(Box annotations for photos)
--- START ---

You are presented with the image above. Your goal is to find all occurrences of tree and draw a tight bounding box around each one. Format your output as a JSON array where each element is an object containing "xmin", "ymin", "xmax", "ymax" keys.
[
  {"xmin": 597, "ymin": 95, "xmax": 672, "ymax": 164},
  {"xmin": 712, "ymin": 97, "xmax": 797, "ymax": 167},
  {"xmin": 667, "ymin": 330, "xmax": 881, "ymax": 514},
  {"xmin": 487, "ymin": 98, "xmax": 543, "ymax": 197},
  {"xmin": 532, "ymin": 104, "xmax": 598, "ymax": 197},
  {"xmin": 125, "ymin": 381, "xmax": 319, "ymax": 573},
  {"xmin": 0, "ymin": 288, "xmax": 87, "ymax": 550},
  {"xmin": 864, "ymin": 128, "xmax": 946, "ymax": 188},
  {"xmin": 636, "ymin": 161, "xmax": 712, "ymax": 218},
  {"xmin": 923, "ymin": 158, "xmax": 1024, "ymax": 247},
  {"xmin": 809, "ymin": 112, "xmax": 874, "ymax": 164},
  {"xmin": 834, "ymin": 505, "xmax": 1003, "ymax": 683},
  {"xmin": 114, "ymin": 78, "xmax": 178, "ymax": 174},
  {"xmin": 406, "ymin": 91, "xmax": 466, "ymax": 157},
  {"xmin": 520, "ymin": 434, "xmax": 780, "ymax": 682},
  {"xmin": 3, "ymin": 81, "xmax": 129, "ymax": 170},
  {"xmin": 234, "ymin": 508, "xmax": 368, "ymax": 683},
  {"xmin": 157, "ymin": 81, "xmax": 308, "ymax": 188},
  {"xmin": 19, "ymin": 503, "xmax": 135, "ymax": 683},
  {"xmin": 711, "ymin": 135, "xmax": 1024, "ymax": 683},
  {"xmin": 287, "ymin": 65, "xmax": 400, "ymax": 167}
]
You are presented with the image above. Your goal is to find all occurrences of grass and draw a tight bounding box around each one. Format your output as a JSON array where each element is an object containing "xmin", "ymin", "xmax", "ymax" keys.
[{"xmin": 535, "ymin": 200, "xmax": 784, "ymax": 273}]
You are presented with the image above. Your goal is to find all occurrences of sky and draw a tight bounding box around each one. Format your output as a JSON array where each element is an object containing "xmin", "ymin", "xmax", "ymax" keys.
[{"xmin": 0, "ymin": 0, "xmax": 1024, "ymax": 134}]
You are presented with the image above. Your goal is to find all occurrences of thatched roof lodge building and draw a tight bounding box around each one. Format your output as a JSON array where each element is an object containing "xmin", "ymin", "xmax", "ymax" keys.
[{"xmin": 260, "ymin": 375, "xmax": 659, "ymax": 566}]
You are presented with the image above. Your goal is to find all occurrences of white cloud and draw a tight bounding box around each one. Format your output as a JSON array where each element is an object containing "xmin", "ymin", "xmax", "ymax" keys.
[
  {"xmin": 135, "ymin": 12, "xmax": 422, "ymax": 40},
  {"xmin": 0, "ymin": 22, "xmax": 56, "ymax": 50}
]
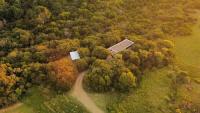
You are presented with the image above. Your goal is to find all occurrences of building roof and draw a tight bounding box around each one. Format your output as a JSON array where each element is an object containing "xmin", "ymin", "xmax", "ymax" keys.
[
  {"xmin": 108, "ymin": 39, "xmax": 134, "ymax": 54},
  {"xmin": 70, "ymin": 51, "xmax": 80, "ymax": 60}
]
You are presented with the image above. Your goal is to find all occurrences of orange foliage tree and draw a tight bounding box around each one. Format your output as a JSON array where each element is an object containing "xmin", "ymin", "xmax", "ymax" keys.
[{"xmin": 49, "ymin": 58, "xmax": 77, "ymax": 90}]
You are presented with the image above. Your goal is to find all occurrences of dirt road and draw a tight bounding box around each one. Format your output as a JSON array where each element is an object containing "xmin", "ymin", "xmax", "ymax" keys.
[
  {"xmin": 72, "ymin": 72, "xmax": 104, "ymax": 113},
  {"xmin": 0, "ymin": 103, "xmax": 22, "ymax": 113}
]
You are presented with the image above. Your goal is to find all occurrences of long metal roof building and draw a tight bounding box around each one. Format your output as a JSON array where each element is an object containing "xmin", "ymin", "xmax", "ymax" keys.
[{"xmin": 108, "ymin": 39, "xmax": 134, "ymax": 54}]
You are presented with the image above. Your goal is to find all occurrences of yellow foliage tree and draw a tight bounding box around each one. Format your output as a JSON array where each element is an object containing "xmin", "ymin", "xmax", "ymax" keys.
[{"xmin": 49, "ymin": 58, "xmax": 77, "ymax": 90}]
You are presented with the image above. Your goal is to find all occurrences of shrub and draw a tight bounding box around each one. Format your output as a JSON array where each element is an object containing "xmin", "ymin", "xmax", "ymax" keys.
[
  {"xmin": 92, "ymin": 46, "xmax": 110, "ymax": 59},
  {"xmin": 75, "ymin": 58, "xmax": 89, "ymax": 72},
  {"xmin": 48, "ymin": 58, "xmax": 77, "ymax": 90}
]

--- END ---
--- START ---

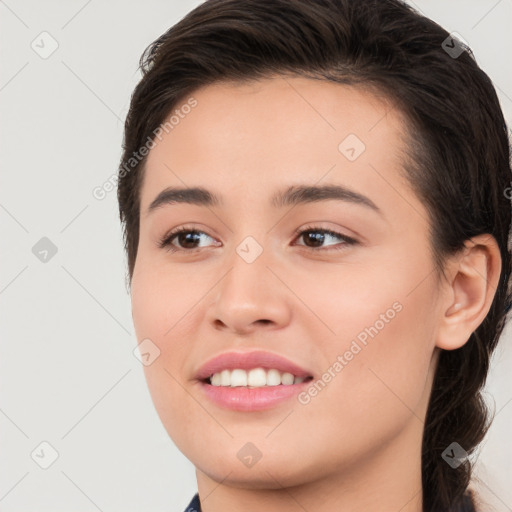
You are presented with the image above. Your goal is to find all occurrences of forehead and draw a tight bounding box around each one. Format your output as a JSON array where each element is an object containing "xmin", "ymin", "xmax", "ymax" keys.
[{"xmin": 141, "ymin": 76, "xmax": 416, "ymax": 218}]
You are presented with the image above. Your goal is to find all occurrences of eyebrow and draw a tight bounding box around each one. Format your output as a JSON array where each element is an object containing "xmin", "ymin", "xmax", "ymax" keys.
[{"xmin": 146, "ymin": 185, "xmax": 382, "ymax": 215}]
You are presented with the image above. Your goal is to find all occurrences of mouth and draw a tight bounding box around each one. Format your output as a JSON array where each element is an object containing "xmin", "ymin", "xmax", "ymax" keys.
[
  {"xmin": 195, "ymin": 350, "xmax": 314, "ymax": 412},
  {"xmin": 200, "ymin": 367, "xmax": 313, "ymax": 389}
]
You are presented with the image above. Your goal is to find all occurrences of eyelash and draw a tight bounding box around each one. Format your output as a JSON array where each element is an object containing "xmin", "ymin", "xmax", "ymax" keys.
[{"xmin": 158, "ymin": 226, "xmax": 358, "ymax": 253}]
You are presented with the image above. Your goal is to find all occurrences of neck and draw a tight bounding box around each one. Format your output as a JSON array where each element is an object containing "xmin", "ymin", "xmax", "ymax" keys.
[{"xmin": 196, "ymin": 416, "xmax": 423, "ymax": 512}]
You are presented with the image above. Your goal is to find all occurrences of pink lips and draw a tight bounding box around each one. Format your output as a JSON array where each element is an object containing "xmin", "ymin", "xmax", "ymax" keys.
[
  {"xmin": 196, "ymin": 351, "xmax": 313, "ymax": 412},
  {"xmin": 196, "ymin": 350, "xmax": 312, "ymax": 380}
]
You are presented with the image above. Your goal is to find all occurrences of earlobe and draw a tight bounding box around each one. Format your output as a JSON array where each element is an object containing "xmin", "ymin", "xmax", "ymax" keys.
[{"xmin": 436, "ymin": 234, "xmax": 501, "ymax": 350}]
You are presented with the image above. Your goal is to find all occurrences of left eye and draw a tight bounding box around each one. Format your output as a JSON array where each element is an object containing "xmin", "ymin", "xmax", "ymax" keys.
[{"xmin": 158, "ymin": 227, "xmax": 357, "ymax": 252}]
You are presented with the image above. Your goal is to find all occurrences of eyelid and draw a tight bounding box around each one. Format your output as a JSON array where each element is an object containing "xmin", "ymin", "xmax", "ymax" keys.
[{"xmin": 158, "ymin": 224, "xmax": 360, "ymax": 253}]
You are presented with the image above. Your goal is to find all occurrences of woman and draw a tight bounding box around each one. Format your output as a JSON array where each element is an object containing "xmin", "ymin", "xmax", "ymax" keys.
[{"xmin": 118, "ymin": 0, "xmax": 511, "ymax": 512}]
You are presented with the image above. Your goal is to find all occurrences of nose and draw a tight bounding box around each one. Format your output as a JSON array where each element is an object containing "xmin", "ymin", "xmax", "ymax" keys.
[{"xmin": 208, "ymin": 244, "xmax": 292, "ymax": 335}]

--- END ---

**PROBLEM DESCRIPTION:** Show every line of the records that contains the word "foliage".

**ANSWER TO THIS TASK:**
You are presented with the image above. Your goal is to find all occurrences of orange foliage tree and draw a tight bounding box around each one. Format your output as a JSON array where each element is an object containing "xmin", "ymin", "xmax", "ymax" keys.
You are presented with the image above. Your goal is to find all occurrences of yellow foliage tree and draw a tight bounding box around each one. Format your output as a JSON array where each element is an object containing "xmin", "ymin", "xmax", "ymax" keys.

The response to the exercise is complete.